Task 1:
In the listing, starting at the line containing "Target: fire in fireplace" and ending at the last line of the listing, swap "instance" for "occurrence" and reproduce those lines with nothing else altered.

Text shown:
┌──

Tuesday, August 07, 2012

'Ostjuden' Preceded "Jew-Washing"

My comment at Emily Hauser's attempt to confront NGO-Monitor at Open Zion:-

Semantically, the contextual intent of the phrase "jew-washing" has been around for a while.  Long ago, I learned the phrase "ostjuden" which meant, historically, "it's not me [as spoken by the cultured Western and Central European Jew] but it's them [referring to the supposed dirty, smelly and uncouth Jews from Galicia].  In other words, "don't blame me, it's their fault".  As noted: Stefan Zweig’s father was a rich textile manufacturer. He spent his young adulthood among the aesthete glitterati, scarcely aware that he was a Jew; for years he presided over a salon at Salzburg. The critic Joan Acocella remarks on “his willingness to disassociate himself from the poor, despised Ostjuden, who [in the early 20th Century] were pouring into Western Europe in flight from the Russian pogroms.” See her Introduction to the NYRB edition of Beware of Pity xv (2006).

Our liberal Jews who grace this blog and other platforms seek to distance themselves from Jewish nationalism and the use of Jewish power and so play into the hands of the real anti-Semites, cognizantly or otherwise.  Terrible.

└──

Data for processing:

┌──

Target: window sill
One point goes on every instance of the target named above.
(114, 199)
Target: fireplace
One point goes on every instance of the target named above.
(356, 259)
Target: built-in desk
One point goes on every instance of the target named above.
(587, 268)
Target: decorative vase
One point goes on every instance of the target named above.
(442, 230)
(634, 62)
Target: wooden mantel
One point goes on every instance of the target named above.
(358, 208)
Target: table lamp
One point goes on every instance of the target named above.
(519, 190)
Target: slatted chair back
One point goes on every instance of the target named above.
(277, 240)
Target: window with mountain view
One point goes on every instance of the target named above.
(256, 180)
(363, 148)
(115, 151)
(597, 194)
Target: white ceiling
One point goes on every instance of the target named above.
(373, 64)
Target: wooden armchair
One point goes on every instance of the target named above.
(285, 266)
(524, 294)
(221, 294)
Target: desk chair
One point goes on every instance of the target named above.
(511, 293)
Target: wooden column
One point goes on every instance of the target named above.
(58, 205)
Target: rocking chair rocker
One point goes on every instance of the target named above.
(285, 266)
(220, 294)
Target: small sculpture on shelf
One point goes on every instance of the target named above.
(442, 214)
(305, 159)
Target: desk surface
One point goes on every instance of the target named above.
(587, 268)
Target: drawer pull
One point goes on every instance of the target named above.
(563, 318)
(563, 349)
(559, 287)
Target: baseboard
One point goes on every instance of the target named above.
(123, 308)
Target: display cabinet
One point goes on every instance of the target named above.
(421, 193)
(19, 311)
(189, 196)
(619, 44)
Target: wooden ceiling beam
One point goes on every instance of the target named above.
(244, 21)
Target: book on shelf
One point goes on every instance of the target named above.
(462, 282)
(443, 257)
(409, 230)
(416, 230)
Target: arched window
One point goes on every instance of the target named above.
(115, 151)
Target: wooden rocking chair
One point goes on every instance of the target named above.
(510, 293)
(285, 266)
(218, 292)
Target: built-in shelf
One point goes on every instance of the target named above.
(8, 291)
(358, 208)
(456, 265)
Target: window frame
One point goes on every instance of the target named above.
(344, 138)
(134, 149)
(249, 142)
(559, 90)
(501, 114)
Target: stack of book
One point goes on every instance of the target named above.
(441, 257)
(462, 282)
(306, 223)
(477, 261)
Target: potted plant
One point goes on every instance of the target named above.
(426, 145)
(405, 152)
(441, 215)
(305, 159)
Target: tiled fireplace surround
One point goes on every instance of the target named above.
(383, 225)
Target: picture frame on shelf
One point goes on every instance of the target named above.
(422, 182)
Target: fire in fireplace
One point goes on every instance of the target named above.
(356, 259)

└──

Task 2:
Extend the blog post on "Ostjuden" and "jew-washing" beyond its final sentence.

Expected answer 1:
Target: fire in fireplace
One point goes on every occurrence of the target named above.
(356, 259)

Expected answer 2:
And here from this book, that the phrase originated with Nathna Birnbaum as explained:

And I found this:

The symbol of East European Jewry was an important tool of German-Jewish self-definition.  Were these so-called Ostjuden foreign or family?  Did they represent a tradition from which German Jews would have to dissociate in order to secure their civic equality as Germans, or were they fellow members of a single Jewish nation?  The stereotypes that German Jews attached to East European Jews reflect their own evolving self-perception and conflicting national aspirations.  The long and difficult path toward emancipation during the nineteenth century led German Jews to reject traditional notions of Jewish nationhood and to refashion themselves as "German citizens of the Mosaic faith."  In their efforts to assimilate, they deliberately adopted German middle-class gentility, politeness, and aesthetic refinement, and contrasted these traits with a crude stereotype of East European Jewish life.  They created a caricature of the ghetto, which signified not only a confined space but also a self-segregating worldview.  German Kultur was viewed as the path out of the ghetto of traditional society into the modern nation-state.

Substitute "progressive humanist liberalism" for German Kultur.


See now this.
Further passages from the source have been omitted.